RAW DATA:
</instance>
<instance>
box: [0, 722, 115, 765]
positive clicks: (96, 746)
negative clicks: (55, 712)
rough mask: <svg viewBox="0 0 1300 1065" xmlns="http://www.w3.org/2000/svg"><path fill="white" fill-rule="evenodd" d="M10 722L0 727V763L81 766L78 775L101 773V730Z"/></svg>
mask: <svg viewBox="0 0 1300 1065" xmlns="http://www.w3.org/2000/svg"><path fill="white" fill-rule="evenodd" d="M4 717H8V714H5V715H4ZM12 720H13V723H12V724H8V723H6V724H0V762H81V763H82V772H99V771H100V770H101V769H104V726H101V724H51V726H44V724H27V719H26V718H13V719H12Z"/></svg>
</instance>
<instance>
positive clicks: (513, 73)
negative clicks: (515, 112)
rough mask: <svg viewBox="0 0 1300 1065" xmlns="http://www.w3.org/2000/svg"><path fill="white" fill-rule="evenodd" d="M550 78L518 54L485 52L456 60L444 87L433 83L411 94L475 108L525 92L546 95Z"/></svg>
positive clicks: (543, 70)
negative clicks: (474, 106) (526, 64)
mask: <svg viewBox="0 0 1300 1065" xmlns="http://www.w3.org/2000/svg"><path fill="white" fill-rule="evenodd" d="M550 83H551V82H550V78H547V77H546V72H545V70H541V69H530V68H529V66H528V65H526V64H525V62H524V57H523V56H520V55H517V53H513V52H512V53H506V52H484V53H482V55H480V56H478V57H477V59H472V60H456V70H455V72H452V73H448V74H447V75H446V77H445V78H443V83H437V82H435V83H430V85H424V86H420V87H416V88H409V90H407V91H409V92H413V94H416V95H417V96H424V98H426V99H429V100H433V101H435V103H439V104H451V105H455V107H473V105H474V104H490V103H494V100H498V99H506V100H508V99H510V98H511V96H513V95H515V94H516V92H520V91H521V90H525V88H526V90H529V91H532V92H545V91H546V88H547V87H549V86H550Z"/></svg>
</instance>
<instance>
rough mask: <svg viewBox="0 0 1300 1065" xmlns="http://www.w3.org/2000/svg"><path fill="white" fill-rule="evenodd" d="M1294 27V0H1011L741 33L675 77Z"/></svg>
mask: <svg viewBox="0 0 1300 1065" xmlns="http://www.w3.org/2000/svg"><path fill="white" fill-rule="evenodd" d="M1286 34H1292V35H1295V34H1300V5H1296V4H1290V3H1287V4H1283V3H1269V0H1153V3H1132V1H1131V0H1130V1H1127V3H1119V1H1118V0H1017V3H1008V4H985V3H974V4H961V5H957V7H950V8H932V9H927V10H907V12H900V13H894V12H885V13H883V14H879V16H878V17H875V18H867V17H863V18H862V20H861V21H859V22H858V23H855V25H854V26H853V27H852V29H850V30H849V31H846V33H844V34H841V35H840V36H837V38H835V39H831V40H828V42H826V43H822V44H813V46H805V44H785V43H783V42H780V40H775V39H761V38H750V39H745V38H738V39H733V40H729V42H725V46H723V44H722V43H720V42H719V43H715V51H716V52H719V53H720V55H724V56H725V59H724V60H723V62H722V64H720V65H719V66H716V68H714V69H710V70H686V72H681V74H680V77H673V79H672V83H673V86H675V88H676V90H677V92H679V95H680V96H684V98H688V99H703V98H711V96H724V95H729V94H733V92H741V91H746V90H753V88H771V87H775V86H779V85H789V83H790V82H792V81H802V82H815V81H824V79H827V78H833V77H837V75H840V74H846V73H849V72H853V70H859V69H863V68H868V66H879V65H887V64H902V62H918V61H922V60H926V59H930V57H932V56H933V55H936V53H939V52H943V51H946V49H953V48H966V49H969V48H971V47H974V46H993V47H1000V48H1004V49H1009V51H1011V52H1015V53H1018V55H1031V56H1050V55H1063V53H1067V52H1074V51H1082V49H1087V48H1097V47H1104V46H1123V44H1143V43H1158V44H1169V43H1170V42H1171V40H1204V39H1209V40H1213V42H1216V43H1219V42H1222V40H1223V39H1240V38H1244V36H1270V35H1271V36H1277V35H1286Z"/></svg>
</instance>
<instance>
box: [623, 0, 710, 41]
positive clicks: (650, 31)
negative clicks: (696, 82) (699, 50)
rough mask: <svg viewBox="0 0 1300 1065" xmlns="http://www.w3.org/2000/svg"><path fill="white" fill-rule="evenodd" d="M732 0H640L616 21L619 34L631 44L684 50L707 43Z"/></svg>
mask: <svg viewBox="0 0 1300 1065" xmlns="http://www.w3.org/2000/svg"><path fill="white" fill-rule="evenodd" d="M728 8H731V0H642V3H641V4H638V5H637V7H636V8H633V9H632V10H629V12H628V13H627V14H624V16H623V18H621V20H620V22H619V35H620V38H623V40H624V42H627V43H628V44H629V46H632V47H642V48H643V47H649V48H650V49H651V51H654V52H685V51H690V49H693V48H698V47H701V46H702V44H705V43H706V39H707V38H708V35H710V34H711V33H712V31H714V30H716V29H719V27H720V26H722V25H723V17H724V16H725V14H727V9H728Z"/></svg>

REQUIRED ACTION:
Please go through the material and return each line where the word "positive" appears.

SOLUTION:
positive clicks: (96, 746)
positive clicks: (513, 73)
positive clicks: (543, 70)
positive clicks: (650, 31)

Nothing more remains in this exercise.